● **Problem**
Comb through the entries for "region" and pull out each line that holds it.

Saved entries
────────

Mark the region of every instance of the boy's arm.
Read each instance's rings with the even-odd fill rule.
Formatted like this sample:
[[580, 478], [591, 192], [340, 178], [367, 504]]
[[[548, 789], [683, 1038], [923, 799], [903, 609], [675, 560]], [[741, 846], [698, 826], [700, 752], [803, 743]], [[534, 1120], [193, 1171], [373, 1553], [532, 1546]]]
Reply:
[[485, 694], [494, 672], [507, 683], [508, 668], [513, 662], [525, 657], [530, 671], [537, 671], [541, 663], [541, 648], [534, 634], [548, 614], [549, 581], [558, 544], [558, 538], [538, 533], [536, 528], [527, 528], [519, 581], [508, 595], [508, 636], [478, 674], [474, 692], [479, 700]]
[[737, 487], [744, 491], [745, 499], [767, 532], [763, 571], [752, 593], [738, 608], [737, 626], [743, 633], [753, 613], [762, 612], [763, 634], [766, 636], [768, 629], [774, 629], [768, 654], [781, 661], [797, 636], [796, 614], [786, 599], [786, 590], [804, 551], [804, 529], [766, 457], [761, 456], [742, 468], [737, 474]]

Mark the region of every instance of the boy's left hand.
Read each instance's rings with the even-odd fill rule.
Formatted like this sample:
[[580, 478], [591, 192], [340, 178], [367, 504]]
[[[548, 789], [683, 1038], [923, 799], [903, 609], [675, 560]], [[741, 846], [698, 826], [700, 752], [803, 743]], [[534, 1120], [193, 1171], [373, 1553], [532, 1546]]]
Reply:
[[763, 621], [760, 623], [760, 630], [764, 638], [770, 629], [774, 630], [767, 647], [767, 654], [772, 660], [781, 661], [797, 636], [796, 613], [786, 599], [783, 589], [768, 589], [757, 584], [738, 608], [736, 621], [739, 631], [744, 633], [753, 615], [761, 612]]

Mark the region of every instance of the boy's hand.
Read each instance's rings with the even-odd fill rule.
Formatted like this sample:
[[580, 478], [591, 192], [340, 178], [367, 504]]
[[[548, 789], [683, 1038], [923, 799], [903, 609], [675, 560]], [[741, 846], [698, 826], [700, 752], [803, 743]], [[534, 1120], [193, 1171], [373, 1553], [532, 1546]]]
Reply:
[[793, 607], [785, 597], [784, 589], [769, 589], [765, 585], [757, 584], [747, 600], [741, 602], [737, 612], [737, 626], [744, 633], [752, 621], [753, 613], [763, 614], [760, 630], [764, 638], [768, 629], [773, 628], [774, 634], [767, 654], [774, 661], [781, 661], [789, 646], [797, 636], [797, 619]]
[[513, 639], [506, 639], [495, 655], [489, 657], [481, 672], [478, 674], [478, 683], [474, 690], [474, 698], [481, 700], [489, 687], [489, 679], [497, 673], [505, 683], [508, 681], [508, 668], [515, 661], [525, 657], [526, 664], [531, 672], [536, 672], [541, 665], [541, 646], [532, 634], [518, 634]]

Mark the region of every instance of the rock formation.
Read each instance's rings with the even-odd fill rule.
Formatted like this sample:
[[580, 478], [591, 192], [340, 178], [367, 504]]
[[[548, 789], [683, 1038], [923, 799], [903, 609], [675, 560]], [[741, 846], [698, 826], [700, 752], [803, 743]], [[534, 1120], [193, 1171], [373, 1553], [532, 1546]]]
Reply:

────────

● **Solution to the exercise**
Mark the region of every instance of the boy's arm.
Mark the region of every instance of the boy's left hand.
Mark the region of every instance of the boy's hand.
Mark the region of every instance of the rock formation.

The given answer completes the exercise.